→ What the task requires: Please state how many lines of the material contain "foliage", giving nothing but the number.
....
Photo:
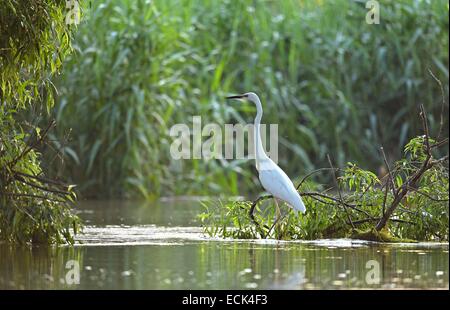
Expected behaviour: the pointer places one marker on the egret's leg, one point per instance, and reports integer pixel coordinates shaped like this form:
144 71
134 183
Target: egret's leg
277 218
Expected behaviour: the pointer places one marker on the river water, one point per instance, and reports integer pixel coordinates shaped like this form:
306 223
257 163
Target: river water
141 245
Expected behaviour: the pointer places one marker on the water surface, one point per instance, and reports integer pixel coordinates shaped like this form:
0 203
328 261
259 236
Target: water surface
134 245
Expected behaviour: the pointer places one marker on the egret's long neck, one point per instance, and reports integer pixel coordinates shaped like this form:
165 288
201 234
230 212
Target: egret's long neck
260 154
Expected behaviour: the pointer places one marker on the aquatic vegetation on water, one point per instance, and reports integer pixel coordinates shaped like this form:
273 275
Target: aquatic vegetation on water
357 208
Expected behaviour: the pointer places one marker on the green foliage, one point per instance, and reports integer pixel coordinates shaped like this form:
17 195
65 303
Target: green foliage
....
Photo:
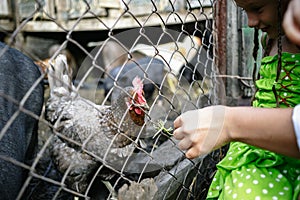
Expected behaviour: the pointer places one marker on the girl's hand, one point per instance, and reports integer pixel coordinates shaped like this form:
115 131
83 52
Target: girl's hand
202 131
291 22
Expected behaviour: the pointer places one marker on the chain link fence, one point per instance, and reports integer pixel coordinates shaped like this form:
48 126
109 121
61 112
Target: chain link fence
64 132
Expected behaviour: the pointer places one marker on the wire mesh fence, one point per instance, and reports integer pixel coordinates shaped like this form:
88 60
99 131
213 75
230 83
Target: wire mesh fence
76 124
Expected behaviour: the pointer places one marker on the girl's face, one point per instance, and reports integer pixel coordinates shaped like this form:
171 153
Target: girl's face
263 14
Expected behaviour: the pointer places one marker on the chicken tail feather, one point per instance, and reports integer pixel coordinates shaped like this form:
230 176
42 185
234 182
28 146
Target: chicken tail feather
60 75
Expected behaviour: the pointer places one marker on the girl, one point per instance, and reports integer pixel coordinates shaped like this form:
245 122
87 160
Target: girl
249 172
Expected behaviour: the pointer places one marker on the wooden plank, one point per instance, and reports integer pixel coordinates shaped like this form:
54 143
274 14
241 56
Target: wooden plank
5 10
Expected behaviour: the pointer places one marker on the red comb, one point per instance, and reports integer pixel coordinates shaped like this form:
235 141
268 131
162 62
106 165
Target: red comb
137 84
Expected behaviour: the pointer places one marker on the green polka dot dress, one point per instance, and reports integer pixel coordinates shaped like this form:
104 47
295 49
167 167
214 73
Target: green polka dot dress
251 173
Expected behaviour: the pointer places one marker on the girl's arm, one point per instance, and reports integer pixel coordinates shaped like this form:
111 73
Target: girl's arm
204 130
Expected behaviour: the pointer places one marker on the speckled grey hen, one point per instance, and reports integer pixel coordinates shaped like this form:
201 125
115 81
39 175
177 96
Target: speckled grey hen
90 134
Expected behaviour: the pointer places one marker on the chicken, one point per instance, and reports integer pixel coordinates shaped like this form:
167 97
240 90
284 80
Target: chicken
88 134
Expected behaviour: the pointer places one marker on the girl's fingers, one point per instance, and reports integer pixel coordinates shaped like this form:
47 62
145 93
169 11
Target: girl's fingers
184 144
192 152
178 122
....
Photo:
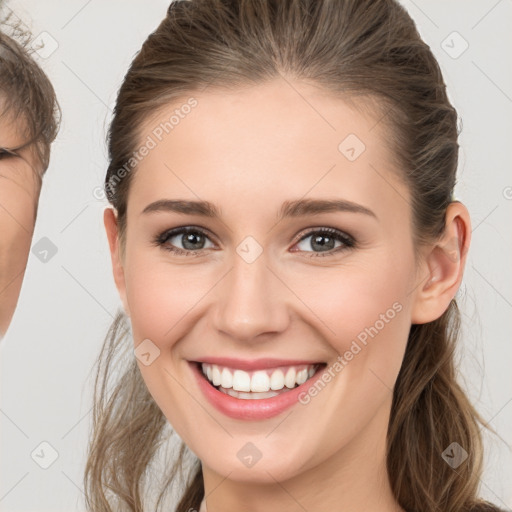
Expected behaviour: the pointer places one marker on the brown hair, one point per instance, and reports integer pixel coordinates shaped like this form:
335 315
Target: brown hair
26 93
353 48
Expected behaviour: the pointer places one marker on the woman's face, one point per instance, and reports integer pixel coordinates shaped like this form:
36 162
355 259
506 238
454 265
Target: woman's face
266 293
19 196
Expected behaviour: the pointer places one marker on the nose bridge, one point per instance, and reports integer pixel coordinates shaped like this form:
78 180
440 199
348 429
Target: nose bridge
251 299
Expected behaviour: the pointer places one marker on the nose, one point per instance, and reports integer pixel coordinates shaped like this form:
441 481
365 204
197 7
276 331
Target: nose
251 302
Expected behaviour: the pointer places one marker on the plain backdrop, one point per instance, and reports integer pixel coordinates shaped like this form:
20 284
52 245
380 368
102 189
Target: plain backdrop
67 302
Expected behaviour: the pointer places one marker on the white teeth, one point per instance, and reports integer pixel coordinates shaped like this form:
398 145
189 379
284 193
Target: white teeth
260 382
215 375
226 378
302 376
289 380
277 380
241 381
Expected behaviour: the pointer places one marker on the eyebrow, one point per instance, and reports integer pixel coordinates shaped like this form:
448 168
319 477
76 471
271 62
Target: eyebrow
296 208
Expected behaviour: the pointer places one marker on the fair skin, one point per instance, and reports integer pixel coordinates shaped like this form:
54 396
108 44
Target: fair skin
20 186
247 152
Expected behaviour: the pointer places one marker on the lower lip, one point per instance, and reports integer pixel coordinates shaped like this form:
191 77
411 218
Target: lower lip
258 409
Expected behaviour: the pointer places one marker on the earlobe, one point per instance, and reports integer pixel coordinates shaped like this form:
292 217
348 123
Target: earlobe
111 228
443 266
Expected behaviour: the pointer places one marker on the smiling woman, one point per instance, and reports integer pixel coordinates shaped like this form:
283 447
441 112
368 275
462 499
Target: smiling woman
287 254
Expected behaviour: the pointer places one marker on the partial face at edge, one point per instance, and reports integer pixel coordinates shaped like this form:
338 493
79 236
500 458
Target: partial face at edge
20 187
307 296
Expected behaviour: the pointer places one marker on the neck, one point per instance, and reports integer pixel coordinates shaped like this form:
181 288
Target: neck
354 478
....
→ Written reply: 2